AIM OF THE TASK = The data is to be transcribed in full, with nothing missed.

Saved data entries =

┄┄┄┄┄┄┄┄┄┄

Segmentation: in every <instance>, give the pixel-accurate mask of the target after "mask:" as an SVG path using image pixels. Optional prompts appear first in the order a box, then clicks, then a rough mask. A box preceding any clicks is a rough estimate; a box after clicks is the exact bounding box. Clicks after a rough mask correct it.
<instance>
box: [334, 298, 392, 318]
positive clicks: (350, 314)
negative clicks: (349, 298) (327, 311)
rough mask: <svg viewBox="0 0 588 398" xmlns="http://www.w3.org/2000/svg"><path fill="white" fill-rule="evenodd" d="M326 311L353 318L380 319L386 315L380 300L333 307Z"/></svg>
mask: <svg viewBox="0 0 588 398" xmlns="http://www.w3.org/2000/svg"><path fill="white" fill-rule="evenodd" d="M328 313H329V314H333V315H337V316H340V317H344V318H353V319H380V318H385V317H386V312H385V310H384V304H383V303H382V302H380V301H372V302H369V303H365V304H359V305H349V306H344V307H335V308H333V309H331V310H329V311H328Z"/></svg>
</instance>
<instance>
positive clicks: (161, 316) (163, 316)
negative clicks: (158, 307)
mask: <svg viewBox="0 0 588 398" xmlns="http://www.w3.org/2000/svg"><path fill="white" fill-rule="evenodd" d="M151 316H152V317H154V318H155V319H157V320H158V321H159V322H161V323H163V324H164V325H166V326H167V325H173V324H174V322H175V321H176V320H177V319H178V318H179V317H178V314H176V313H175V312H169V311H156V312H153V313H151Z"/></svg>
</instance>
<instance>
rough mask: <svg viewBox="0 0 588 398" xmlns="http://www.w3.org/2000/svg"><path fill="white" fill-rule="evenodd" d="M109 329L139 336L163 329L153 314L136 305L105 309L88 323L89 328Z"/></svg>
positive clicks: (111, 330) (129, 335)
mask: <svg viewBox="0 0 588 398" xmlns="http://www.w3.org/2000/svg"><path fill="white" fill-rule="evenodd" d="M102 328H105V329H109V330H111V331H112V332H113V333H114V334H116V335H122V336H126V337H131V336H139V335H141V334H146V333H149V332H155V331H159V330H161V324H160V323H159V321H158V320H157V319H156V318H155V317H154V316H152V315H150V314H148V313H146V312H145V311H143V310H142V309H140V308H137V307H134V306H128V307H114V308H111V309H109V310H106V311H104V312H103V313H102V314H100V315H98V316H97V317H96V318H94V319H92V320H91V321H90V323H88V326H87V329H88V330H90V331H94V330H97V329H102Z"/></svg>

┄┄┄┄┄┄┄┄┄┄

SOLUTION FOR THIS EXERCISE =
Segmentation: in every <instance>, give the pixel-accurate mask of the target after "mask:" as an SVG path using image pixels. Optional prompts appear first in the order a box, then clicks, then a rough mask. A box preceding any clicks is a rough estimate; a box after clicks is the exact bounding box. Clicks after a rough mask correct it.
<instance>
box: [334, 298, 392, 318]
positive clicks: (350, 314)
negative clicks: (349, 298) (327, 311)
rough mask: <svg viewBox="0 0 588 398" xmlns="http://www.w3.org/2000/svg"><path fill="white" fill-rule="evenodd" d="M326 311L353 318L380 319L386 315L380 300L333 307Z"/></svg>
mask: <svg viewBox="0 0 588 398" xmlns="http://www.w3.org/2000/svg"><path fill="white" fill-rule="evenodd" d="M328 313H329V314H333V315H337V316H340V317H344V318H353V319H380V318H385V317H386V312H385V310H384V304H383V303H382V302H380V301H372V302H369V303H365V304H359V305H349V306H344V307H335V308H333V309H331V310H329V311H328Z"/></svg>
</instance>
<instance>
positive clicks: (161, 316) (163, 316)
negative clicks: (158, 307)
mask: <svg viewBox="0 0 588 398" xmlns="http://www.w3.org/2000/svg"><path fill="white" fill-rule="evenodd" d="M151 316H152V317H154V318H155V319H157V320H158V321H159V322H161V323H163V324H164V325H166V326H167V325H173V324H174V322H175V321H176V320H177V319H178V318H179V317H178V314H176V313H175V312H169V311H156V312H153V313H151Z"/></svg>
</instance>
<instance>
rough mask: <svg viewBox="0 0 588 398" xmlns="http://www.w3.org/2000/svg"><path fill="white" fill-rule="evenodd" d="M109 329L139 336L163 329L153 314L136 305L105 309L88 323L89 328Z"/></svg>
positive clicks: (111, 330) (129, 335)
mask: <svg viewBox="0 0 588 398" xmlns="http://www.w3.org/2000/svg"><path fill="white" fill-rule="evenodd" d="M102 328H105V329H109V330H111V331H112V332H113V333H114V334H116V335H122V336H126V337H131V336H139V335H141V334H146V333H149V332H155V331H159V330H161V324H160V323H159V321H158V320H157V319H156V318H155V317H154V316H152V315H150V314H148V313H146V312H145V311H143V310H142V309H140V308H137V307H134V306H128V307H114V308H111V309H109V310H106V311H104V312H103V313H102V314H100V315H98V316H97V317H96V318H94V319H92V320H91V321H90V323H88V326H87V329H88V330H90V331H94V330H97V329H102Z"/></svg>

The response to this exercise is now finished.